_Aim_
Output only the span of lines that begins at the line containing "Could you please spot the pink" and ends at the last line of the data, both included, exactly as they appear.

_Extracted information_

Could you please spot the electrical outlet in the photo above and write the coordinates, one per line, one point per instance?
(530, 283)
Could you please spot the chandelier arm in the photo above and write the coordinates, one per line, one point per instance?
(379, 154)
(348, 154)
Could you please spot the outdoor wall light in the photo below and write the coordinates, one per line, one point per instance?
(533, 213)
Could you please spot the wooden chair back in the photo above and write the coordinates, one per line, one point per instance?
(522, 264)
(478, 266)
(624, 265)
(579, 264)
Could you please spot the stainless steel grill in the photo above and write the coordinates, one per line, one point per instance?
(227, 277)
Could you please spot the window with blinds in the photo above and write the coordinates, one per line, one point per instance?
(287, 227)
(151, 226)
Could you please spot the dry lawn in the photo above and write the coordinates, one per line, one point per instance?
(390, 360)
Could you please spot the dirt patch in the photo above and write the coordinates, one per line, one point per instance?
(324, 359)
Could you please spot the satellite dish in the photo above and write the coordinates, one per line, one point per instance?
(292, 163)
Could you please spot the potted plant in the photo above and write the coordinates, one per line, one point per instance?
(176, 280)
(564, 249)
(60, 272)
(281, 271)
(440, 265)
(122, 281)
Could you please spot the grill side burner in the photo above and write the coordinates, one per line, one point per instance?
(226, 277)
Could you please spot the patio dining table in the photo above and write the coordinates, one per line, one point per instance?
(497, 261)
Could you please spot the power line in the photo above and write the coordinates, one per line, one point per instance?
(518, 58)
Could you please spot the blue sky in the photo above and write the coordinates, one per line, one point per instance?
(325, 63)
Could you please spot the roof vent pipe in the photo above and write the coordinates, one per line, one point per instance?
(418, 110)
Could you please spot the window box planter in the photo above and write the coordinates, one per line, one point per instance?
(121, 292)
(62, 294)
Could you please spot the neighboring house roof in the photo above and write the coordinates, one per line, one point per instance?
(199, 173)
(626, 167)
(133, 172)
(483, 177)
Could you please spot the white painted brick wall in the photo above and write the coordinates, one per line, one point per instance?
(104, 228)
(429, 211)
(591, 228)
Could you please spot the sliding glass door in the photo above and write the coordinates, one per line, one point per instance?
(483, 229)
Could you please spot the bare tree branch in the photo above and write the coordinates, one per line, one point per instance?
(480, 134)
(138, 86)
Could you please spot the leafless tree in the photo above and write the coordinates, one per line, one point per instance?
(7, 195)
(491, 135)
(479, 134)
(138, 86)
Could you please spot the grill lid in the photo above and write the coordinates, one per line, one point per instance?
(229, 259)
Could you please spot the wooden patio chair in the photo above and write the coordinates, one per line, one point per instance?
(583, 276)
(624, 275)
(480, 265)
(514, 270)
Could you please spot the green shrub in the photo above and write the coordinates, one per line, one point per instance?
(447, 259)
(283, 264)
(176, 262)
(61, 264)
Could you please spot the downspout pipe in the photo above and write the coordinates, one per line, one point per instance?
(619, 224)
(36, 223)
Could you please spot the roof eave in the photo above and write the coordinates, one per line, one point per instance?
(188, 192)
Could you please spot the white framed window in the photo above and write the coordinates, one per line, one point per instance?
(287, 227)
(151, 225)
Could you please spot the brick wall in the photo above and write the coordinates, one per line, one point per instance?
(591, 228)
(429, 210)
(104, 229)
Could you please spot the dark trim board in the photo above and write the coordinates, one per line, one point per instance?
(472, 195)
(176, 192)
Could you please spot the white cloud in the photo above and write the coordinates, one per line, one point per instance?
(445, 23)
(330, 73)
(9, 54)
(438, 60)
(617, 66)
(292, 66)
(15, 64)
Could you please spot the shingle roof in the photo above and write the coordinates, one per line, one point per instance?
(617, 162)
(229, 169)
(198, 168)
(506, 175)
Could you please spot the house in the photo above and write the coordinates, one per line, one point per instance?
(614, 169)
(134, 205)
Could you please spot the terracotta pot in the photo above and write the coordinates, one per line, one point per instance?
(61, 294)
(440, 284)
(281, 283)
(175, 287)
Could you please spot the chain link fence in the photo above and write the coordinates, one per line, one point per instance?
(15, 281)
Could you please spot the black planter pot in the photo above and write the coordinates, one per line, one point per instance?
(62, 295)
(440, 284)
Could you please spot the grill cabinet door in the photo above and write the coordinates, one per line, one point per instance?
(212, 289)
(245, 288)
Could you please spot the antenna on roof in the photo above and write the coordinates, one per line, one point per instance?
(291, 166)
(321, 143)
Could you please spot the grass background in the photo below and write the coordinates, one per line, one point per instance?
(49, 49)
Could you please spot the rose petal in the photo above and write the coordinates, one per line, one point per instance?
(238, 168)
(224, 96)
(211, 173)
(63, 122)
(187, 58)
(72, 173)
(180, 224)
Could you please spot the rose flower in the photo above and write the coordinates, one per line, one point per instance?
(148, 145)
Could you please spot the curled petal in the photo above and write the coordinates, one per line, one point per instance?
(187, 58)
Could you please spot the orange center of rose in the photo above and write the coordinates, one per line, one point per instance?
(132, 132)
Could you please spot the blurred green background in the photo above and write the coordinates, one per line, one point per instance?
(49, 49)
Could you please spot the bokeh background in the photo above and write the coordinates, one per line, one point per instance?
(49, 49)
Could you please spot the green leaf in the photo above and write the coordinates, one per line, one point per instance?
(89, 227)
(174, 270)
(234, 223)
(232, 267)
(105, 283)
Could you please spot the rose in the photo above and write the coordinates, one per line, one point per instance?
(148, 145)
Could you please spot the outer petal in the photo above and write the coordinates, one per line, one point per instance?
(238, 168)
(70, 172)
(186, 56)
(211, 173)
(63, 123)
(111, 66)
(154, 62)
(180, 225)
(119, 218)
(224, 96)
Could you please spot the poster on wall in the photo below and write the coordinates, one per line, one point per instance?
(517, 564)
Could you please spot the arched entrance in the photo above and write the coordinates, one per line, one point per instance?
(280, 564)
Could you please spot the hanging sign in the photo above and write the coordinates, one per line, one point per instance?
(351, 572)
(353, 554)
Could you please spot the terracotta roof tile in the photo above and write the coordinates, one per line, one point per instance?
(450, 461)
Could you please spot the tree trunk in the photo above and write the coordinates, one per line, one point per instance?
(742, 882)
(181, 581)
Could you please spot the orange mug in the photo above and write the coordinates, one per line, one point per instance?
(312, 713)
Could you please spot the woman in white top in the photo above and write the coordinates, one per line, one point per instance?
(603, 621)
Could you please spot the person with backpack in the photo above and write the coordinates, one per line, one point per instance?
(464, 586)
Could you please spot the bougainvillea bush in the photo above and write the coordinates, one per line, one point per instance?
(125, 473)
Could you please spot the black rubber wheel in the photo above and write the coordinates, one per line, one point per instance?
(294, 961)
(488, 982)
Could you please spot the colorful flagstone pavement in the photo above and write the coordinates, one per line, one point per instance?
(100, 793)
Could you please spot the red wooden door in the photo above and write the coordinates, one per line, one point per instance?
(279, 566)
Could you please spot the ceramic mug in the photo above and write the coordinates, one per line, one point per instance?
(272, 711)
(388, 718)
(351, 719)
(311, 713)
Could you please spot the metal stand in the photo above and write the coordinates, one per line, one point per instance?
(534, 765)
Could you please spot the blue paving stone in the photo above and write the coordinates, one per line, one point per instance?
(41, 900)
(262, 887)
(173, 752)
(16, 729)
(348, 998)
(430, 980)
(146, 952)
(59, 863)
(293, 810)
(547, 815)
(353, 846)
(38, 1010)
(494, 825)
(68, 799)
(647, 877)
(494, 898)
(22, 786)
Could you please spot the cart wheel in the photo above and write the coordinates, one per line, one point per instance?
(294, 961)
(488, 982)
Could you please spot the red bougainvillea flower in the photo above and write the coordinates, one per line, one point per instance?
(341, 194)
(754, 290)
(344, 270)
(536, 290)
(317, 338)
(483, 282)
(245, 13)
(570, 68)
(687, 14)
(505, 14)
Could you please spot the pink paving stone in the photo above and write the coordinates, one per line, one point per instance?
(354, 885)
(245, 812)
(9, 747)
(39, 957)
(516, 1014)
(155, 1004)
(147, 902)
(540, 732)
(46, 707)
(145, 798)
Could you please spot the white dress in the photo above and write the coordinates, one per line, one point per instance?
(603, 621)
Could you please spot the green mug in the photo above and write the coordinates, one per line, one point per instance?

_Finished task_
Could you please spot the pink paving stone in the photo above and write the coordinates, one per line, one point per instance?
(354, 885)
(245, 812)
(9, 747)
(39, 957)
(516, 1014)
(155, 1004)
(147, 902)
(540, 732)
(46, 707)
(145, 798)
Could you please spot the white dress in the photo above and write the coordinates, one per line, one point per instance?
(603, 621)
Could you please spot the green mug in the photo above and write the coordinates, one per line, one point per instance?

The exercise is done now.